## Directive a
Reproduce the passage of the article on Alan Cutler's retirement, starting at "In his mind, however, Cutler" and ending at "boys’ basketball games.".

___ Text segment ___

For his last day on TV, Alan Cutler gets to say farewell from the Kentucky Derby
Amidst what was a long and rainy day, I asked Cutler the question that always gets posed to those choosing to retire: “How are you going to fill your days once you no longer hold a full-time job?”
“You may think I’m crazy,” Cutler said that day, “but what I’d really like to do is radio play-by-play for a good high school team. I think that would be really fun.”
That conversation came to mind often last winter after Cutler, 66, started doing radio play-by-play for broadcasts (primarily) of Madison Central High School boys’ basketball on platforms owned by Richmond’s Wallingford Broadcasting Company.
“I had a great time. An absolute great time,” Cutler said last month. “I had so much fun, it was ridiculous.”
From the time he was a little boy growing up on Long Island in New York, Cutler said “radio play-by-play was all I ever wanted to do. I used to turn the sound down (on telecasts) when I was 7, 8 years old and do play-by-play of Yankees games. In the (19)70s, I got into (broadcasting) to do radio.”
As a young announcer, Cutler said one year he did play-by-play for over 140 live sporting events while working for radio stations in Grand Junction, Colo.
Yet, as often happens with careers, Cutler’s took a detour. He left behind his first love, radio, and transitioned into television.
With his ebullient on-air style and a nose for news, Cutler eventually became a Lexington television staple.
In his mind, however, Cutler said he always thought about the path his career had not taken. “I never wanted to be on TV, see my face on TV,” he said. “Career-wise, it was a huge mistake getting out of (radio). A HUGE mistake. I enjoyed TV, but I loved radio.”
So once his retirement from WLEX was official, Cutler contacted a former colleague who owns radio stations to express his interest in finding a platform to do high school play-by-play. That led to a suggestion he reach out to Wallingford Broadcasting.
That is how one of the most familiar faces in Central Kentucky wound up behind the microphone last winter on WEKY-FM 92.5 and WBON-TV (a live streaming provider) for Madison Central Indians boys’ basketball games.

___ Exercise inputs ___

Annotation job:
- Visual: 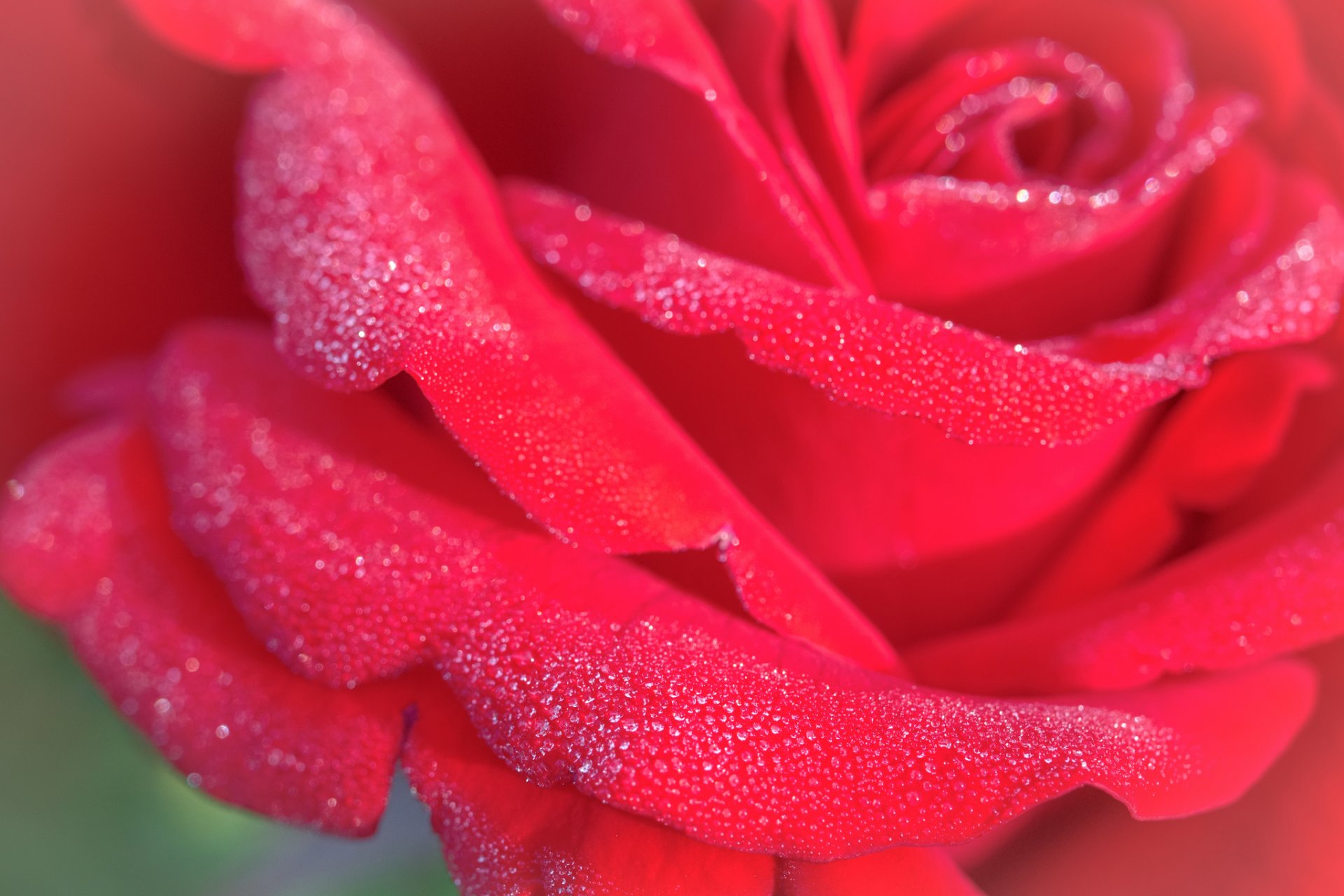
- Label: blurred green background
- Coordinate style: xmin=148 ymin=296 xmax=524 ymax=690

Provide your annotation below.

___
___ Exercise inputs ___

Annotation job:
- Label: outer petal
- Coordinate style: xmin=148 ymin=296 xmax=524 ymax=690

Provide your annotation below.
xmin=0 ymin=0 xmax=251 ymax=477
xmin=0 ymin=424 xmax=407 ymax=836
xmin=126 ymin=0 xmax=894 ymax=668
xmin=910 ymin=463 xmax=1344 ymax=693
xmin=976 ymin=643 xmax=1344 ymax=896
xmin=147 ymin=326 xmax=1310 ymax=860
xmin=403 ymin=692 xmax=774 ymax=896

___
___ Exercise inputs ___

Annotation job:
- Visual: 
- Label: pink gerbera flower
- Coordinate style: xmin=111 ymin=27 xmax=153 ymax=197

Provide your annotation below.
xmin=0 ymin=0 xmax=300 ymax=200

___

## Directive b
Report every line of the listing that contains the string "xmax", matching case exactly.

## Problem solution a
In his mind, however, Cutler said he always thought about the path his career had not taken. “I never wanted to be on TV, see my face on TV,” he said. “Career-wise, it was a huge mistake getting out of (radio). A HUGE mistake. I enjoyed TV, but I loved radio.”
So once his retirement from WLEX was official, Cutler contacted a former colleague who owns radio stations to express his interest in finding a platform to do high school play-by-play. That led to a suggestion he reach out to Wallingford Broadcasting.
That is how one of the most familiar faces in Central Kentucky wound up behind the microphone last winter on WEKY-FM 92.5 and WBON-TV (a live streaming provider) for Madison Central Indians boys’ basketball games.

## Problem solution b
- Coordinate style: xmin=148 ymin=296 xmax=524 ymax=690
- Coordinate style: xmin=148 ymin=296 xmax=524 ymax=690
xmin=0 ymin=0 xmax=251 ymax=477
xmin=0 ymin=424 xmax=407 ymax=836
xmin=126 ymin=0 xmax=894 ymax=668
xmin=910 ymin=463 xmax=1344 ymax=693
xmin=976 ymin=643 xmax=1344 ymax=896
xmin=147 ymin=326 xmax=1310 ymax=860
xmin=403 ymin=692 xmax=774 ymax=896
- Coordinate style: xmin=111 ymin=27 xmax=153 ymax=197
xmin=0 ymin=0 xmax=300 ymax=200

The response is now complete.